## [INSTRUCTIONS TO FOLLOW]
Beginning with the line where "wooden post? Mark that spot." appears, restate the lines word for word through the last one in the listing.

☆ ☆ ☆ ☆

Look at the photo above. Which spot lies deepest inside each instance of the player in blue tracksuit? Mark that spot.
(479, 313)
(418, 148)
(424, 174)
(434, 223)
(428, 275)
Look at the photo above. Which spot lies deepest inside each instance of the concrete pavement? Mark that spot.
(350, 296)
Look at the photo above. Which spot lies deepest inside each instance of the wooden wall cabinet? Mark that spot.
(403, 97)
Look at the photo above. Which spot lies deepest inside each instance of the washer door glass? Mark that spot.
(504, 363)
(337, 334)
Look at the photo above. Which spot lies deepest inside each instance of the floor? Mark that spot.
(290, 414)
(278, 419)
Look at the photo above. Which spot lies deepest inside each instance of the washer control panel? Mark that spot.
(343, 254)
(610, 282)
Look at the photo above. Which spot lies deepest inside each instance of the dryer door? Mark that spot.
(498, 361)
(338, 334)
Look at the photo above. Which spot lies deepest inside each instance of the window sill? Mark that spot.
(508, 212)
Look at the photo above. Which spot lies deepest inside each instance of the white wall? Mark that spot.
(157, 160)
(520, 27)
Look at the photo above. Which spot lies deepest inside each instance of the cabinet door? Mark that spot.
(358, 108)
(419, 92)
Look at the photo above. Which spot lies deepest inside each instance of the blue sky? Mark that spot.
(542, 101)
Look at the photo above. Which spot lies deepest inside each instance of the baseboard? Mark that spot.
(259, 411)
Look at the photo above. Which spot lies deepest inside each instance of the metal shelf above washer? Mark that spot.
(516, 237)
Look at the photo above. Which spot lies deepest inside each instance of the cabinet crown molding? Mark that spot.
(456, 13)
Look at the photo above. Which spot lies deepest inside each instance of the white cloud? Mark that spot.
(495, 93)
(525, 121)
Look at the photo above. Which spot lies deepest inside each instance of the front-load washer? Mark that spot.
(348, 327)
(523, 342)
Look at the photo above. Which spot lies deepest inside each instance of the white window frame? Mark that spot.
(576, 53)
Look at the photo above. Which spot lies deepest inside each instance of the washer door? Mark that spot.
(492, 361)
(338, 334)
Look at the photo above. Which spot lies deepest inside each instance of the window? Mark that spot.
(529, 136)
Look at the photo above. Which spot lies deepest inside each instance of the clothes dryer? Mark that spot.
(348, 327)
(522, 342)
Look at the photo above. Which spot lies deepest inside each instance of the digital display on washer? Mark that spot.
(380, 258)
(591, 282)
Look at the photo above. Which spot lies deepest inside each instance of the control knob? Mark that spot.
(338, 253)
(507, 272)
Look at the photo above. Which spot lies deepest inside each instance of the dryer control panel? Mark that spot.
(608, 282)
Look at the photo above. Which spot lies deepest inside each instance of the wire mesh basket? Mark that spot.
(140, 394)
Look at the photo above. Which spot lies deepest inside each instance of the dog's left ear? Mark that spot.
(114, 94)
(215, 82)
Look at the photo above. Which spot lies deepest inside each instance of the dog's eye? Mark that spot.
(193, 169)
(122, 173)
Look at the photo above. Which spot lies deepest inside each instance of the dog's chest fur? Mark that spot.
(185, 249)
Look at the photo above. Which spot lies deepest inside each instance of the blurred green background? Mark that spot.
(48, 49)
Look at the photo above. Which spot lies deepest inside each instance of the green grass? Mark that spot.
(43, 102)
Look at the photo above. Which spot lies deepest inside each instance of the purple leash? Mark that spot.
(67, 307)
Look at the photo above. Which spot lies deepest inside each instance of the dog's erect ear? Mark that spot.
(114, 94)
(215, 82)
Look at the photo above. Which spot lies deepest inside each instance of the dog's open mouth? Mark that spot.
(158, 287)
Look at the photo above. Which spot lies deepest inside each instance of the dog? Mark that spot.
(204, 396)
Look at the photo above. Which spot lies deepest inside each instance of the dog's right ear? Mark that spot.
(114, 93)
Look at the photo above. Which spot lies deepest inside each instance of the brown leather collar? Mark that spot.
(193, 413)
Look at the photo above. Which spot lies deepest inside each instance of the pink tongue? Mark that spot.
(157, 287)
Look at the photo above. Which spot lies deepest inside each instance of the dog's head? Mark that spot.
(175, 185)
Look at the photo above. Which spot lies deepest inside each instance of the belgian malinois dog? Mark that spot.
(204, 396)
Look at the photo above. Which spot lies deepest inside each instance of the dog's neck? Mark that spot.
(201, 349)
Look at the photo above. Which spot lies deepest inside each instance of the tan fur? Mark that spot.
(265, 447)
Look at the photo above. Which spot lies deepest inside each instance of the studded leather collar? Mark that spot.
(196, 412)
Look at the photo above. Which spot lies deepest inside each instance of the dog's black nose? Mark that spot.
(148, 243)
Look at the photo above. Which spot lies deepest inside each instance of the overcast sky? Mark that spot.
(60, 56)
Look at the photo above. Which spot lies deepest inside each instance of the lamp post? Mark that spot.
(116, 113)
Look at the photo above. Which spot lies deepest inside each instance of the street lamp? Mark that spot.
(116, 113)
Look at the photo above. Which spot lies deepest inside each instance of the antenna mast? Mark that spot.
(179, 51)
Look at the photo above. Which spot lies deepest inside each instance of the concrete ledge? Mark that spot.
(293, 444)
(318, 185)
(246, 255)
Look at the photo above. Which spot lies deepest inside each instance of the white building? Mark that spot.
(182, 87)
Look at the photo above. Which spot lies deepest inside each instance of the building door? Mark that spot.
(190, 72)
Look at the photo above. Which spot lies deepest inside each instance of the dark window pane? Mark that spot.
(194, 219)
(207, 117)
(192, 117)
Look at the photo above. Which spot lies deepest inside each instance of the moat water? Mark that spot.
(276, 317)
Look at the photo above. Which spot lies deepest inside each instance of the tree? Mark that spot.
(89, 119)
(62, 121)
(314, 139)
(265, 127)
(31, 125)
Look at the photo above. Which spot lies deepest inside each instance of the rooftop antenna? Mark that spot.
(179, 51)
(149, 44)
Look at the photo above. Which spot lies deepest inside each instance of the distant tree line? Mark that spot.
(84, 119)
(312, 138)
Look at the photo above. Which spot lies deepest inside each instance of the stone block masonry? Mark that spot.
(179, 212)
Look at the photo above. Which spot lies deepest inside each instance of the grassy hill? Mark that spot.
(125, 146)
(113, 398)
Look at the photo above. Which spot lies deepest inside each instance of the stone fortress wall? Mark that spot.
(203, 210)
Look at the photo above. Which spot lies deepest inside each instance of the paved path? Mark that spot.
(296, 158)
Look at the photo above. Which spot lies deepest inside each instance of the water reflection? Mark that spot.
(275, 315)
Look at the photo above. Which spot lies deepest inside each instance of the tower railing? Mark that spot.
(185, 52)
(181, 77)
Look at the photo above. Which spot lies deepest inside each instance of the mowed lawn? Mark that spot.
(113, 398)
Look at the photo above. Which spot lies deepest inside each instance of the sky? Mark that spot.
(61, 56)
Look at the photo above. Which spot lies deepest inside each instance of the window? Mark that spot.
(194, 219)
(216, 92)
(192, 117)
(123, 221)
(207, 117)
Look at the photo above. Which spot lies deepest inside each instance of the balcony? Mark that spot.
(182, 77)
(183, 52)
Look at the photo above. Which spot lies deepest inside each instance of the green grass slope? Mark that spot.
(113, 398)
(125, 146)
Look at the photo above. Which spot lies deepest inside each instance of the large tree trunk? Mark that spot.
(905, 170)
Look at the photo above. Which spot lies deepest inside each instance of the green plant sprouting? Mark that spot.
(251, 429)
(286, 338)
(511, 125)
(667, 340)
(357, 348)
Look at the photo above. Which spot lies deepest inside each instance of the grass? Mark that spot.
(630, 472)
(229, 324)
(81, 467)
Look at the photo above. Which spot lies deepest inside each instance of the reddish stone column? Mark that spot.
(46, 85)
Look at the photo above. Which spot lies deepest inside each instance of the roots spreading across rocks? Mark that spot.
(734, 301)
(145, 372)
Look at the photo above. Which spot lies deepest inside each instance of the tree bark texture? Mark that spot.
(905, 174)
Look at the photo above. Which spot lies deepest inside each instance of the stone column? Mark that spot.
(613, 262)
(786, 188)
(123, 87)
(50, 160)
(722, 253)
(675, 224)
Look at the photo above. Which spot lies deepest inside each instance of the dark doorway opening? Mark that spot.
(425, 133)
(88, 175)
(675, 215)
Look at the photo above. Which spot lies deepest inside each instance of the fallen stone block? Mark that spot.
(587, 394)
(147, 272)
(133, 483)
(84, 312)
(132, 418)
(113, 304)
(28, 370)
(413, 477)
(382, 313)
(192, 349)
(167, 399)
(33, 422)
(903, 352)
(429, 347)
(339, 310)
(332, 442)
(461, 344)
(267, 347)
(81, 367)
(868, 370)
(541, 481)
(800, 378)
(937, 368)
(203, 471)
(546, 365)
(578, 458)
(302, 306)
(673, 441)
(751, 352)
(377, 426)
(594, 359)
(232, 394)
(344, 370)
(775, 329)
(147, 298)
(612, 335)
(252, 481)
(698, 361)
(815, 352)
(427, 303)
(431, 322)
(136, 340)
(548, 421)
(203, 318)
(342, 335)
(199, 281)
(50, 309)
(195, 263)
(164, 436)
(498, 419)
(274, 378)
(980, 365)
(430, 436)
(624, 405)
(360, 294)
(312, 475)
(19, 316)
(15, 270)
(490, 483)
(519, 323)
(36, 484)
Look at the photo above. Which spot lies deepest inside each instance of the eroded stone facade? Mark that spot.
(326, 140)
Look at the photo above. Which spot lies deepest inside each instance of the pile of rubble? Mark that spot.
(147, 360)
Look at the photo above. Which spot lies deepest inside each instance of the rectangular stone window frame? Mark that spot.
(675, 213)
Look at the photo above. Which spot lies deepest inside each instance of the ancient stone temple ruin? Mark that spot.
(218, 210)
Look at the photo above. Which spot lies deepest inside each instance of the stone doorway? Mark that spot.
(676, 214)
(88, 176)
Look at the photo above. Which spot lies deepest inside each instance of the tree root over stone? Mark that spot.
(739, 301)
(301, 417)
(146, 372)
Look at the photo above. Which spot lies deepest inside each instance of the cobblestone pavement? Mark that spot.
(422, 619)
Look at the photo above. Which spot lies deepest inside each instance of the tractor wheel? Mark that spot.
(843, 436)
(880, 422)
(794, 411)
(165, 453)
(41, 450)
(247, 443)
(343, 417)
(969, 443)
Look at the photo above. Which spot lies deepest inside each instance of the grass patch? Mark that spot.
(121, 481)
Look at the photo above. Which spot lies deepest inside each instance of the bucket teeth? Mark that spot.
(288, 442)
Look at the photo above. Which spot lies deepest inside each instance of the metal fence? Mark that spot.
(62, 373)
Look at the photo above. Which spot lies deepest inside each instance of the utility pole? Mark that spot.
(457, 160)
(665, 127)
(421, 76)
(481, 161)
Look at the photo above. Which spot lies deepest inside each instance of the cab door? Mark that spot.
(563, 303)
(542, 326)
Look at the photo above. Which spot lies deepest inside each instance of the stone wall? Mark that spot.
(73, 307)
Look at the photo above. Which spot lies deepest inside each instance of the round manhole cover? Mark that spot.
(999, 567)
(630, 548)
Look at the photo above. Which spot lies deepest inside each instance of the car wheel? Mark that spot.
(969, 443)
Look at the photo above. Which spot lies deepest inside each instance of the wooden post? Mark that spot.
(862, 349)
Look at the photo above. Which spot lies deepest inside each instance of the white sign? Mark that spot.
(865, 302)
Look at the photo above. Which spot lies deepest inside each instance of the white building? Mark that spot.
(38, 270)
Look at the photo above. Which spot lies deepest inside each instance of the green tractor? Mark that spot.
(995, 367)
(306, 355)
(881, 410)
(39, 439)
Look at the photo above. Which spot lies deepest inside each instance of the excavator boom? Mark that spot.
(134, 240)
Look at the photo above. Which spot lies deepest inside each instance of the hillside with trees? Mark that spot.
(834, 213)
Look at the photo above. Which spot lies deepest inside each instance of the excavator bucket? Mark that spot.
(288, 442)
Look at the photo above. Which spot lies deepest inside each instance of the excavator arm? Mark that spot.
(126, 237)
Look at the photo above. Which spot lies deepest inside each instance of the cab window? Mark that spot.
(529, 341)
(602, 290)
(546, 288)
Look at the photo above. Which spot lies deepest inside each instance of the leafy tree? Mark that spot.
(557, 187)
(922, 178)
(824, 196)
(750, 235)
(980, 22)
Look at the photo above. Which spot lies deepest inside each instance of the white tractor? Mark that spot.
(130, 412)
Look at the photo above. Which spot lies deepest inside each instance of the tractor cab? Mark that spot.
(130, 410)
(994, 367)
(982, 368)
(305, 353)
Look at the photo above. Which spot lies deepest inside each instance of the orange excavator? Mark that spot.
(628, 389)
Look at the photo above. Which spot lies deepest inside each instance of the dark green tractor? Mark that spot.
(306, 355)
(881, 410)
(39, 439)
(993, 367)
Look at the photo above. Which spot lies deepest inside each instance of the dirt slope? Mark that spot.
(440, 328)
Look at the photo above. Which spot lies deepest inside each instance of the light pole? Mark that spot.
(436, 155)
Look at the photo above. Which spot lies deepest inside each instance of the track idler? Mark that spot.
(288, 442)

☆ ☆ ☆ ☆

## [TASK SOLUTION]
Look at the photo above. Which spot lies deepest inside each instance of the wooden post? Mark that spot.
(862, 349)
Look at the photo above. Which spot lies deepest inside each instance of the white sign? Mark that spot.
(865, 302)
Look at the photo above. Which spot lies deepest inside each instance of the white building? Mark that spot.
(38, 270)
Look at the photo above. Which spot lies deepest inside each instance of the green tractor? Mark that spot.
(995, 367)
(306, 355)
(881, 410)
(39, 439)
Look at the photo above. Which spot lies deepest inside each instance of the excavator boom? Mark that spot.
(134, 240)
Look at the photo above. Which spot lies deepest inside each instance of the hillside with trees? Mark that spot.
(834, 213)
Look at the photo above. Which spot lies deepest inside each instance of the excavator bucket? Mark that spot.
(288, 442)
Look at the photo above. Which spot lies deepest inside each instance of the excavator arm? Mark that spot.
(126, 237)
Look at the photo above. Which spot lies deepest inside each instance of the cab window? Mark that spot.
(529, 341)
(602, 290)
(546, 288)
Look at the photo above. Which spot lies deepest inside each instance of the leafy tree? Mark that spot.
(557, 187)
(922, 178)
(824, 196)
(750, 235)
(980, 22)
Look at the photo above. Which spot lies deepest inside each instance of the white tractor? Mark that spot.
(130, 412)
Look at the photo above. Which spot lies deepest inside each instance of the tractor cab? Mark that spot.
(130, 410)
(994, 367)
(982, 368)
(305, 353)
Look at the photo above. Which spot lies deepest inside each instance of the orange excavator? Mark that spot.
(628, 389)
Look at the photo above. Which spot lies deepest inside each instance of the dark green tractor? Mark that spot.
(306, 355)
(881, 410)
(39, 439)
(993, 367)
Look at the photo above. Which spot lies deepest inside each instance of the dirt slope? Mark that spot.
(440, 328)
Look at the photo above. Which spot lies deepest inside each instance of the light pole? Mark that spot.
(436, 155)
Look at the photo above. Which spot lies deepest inside each instance of the track idler? Mark that spot.
(288, 442)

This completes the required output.